__Document extract__.
++++++++++++++++++++
Best NFL position: Left guard
Rang’s draft prediction: Mid-third round

HUNTER BRYANT
Tight end, 6-2, 248, Eastside Catholic High School
The skinny: If you are thinking about drafting Bryant, it’s because he is a playmaker with the football in his hands (career 16.4 yard-per-catch average in three seasons at Washington). He combines superb body control and hand strength with a fiery competitive desire. “He is a seam threat, and can be a security blanket,” Rang said. So why this low? His straight-line speed is below average (4.74 seconds in 40) for his size.
Best NFL position: Pass-catching tight end/H-back
Rang’s draft prediction: Mid-fourth round

EVAN WEAVER
Linebacker, 6-2, 237, Gonzaga Prep High School
The skinny: Nobody in college football had more tackles the past two seasons that this record-setter from Cal (341, including school-best 182 last season). “He has Jedi-like instincts,” Rang said. “He can close his eyes and find the football.” But his 40 time was soft (4.76), and he doesn’t have the look of an elite athlete. Rang thinks that is the trap – and that Weaver will easily outplay his undervalued NFL draft status.
++++++++++++++++++++
__Data extract__.

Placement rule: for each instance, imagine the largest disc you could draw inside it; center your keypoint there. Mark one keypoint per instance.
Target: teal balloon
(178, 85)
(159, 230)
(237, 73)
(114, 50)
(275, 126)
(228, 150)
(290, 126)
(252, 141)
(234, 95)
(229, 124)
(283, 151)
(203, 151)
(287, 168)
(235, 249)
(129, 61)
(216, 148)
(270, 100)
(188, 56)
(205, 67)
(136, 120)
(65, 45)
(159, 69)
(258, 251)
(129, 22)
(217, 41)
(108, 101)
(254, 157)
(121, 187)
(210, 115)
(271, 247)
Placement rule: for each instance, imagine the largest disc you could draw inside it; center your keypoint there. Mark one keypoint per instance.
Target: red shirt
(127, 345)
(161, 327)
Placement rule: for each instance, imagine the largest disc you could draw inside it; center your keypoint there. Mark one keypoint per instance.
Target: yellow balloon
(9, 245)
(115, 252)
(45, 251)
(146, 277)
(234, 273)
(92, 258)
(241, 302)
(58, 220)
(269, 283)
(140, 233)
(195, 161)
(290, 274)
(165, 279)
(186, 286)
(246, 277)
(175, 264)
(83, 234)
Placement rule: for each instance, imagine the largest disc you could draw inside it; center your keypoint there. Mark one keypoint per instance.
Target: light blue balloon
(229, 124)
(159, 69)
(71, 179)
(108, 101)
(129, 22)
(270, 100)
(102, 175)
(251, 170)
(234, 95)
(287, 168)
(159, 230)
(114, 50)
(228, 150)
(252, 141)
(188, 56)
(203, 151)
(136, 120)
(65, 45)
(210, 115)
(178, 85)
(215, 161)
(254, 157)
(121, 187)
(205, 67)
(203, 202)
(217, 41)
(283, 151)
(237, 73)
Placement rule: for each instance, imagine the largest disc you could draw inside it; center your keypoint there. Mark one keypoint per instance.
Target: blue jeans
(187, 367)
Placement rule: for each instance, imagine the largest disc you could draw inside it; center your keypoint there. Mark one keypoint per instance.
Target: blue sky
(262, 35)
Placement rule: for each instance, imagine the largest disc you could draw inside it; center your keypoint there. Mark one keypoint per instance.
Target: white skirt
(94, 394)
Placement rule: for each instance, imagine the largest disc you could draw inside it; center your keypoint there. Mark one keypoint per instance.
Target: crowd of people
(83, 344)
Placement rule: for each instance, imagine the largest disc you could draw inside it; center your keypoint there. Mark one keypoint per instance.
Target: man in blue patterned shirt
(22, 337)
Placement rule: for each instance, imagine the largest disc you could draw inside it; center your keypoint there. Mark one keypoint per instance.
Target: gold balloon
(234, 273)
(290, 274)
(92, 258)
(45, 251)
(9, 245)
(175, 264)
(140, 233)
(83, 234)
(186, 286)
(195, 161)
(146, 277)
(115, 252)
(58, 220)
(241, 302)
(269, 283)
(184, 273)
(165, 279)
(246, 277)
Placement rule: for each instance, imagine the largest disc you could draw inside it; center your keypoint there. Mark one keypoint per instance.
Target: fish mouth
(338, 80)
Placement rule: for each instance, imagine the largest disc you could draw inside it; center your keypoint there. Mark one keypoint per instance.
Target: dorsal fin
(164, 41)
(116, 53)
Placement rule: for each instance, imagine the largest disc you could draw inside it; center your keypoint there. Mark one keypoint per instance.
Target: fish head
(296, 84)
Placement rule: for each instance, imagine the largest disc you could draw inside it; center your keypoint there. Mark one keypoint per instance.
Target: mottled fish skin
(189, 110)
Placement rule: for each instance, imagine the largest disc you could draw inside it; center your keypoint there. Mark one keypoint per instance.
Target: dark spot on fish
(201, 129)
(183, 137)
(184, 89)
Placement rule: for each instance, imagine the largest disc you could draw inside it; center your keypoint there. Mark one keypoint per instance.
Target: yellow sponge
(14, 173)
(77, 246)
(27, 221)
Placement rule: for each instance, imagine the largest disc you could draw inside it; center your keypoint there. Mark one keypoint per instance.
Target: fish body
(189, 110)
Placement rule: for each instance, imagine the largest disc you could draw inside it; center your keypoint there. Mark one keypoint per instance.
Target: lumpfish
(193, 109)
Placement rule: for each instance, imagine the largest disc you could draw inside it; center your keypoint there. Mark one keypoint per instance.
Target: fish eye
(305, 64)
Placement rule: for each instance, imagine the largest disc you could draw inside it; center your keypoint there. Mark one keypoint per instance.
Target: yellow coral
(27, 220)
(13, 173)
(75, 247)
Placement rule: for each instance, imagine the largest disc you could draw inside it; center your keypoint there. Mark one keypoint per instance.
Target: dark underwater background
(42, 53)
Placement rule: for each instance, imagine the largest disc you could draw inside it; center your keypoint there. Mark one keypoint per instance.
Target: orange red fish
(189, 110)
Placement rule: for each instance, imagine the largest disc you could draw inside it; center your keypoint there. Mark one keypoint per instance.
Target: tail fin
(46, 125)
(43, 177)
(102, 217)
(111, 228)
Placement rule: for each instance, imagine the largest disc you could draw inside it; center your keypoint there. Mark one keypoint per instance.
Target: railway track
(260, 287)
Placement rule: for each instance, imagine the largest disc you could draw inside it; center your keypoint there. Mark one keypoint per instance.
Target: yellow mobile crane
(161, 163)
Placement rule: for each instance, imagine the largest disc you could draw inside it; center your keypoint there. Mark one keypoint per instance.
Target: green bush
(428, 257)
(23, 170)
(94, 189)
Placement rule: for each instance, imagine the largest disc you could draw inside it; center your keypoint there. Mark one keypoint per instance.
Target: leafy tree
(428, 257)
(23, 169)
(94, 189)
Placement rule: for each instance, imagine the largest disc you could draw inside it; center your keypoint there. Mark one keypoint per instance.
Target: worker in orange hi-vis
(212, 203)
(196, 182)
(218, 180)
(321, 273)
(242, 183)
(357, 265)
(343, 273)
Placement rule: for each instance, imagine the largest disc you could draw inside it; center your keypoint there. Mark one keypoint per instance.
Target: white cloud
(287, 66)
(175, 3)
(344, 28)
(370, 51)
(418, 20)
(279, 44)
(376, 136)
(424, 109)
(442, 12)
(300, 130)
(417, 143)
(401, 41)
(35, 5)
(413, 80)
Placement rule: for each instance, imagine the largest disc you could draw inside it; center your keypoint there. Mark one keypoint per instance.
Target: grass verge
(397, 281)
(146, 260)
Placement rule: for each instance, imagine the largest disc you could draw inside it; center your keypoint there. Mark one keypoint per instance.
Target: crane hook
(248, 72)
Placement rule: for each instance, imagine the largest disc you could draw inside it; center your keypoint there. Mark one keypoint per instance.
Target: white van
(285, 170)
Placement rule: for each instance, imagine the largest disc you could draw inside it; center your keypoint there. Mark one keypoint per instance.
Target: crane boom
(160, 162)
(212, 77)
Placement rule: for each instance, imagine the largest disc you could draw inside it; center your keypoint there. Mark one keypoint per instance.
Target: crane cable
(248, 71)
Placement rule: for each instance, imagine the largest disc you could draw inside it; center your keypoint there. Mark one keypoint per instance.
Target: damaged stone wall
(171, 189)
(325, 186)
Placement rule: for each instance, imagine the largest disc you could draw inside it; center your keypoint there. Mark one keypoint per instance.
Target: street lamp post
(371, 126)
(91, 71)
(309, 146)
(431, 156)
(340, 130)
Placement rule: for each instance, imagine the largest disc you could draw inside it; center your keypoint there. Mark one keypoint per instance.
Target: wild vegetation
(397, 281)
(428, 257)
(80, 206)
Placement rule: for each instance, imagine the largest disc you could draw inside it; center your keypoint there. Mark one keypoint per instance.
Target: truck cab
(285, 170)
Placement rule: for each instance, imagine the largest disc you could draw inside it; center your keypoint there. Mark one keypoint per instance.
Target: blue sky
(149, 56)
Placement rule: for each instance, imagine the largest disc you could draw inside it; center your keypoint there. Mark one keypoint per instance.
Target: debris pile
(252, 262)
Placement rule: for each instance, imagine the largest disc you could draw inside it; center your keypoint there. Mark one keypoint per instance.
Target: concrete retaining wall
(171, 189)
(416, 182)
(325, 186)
++++++++++++++++++++
__Work required__. Translate this sentence from the NFL draft profiles into Spanish: "He combines superb body control and hand strength with a fiery competitive desire." The lines stand on their own and are not part of the draft profiles.

__Answer box__. Combina un control corporal excepcional y fuerza en las manos con un ardiente deseo competitivo.